Stored data:
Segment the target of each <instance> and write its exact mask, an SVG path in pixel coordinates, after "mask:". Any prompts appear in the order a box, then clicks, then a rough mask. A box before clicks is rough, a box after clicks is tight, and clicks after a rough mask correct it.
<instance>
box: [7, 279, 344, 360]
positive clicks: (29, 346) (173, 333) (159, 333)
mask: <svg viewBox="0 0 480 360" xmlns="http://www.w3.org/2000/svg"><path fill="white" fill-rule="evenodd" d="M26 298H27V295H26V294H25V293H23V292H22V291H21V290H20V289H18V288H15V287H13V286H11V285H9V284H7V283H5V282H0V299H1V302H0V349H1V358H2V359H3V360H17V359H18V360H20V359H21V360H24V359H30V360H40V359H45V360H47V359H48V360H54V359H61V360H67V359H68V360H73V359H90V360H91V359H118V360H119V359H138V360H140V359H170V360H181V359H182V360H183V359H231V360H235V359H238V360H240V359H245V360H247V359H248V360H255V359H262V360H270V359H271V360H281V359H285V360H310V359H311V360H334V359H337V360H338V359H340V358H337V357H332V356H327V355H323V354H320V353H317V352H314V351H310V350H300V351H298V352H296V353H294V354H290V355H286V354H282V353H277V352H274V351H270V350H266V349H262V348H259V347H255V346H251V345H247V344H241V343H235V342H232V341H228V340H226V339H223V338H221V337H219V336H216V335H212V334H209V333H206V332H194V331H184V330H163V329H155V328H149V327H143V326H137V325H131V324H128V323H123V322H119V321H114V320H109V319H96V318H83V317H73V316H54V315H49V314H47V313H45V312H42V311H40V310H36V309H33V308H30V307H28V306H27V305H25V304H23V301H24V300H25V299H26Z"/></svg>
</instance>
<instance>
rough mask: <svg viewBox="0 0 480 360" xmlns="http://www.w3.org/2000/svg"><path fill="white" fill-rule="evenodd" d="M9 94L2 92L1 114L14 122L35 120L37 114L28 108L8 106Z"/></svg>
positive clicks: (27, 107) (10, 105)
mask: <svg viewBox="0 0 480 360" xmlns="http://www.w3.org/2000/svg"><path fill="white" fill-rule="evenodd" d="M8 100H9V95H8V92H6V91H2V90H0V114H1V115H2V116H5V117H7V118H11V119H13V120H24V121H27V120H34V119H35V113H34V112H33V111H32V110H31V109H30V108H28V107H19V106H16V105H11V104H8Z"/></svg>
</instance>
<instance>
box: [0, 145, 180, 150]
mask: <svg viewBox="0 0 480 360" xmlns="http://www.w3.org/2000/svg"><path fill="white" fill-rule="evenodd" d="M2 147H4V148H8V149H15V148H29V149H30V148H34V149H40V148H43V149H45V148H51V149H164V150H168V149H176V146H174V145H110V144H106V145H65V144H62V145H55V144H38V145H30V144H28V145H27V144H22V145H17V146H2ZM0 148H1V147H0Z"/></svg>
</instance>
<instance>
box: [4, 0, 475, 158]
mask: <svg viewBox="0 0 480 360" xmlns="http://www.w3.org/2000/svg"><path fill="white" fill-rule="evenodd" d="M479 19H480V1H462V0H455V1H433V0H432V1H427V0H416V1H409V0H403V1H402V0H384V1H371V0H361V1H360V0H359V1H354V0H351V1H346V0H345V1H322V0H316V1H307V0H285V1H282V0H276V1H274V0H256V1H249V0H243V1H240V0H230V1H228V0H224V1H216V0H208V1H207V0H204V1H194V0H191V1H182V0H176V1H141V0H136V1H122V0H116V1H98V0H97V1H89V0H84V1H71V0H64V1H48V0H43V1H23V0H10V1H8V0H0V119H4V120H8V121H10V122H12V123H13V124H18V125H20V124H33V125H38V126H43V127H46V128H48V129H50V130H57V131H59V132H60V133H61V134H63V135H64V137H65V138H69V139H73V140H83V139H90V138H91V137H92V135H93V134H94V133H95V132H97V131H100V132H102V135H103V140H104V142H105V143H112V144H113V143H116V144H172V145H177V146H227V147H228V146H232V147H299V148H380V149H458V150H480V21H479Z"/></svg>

▸ TASK PROMPT
The lines you need are those containing "rough"; find them in the records and copy them.

▸ ANSWER AREA
Segment the target of each <instance> and write its exact mask, an SVG path in pixel coordinates, after "mask:". Any prompts appear in the order a box, then clicks, then a rough mask. A box before clicks is rough, a box after clicks is tight, and clicks after a rough mask correct it.
rough mask: <svg viewBox="0 0 480 360" xmlns="http://www.w3.org/2000/svg"><path fill="white" fill-rule="evenodd" d="M9 94L2 92L1 114L14 122L35 120L37 114L28 108L8 106Z"/></svg>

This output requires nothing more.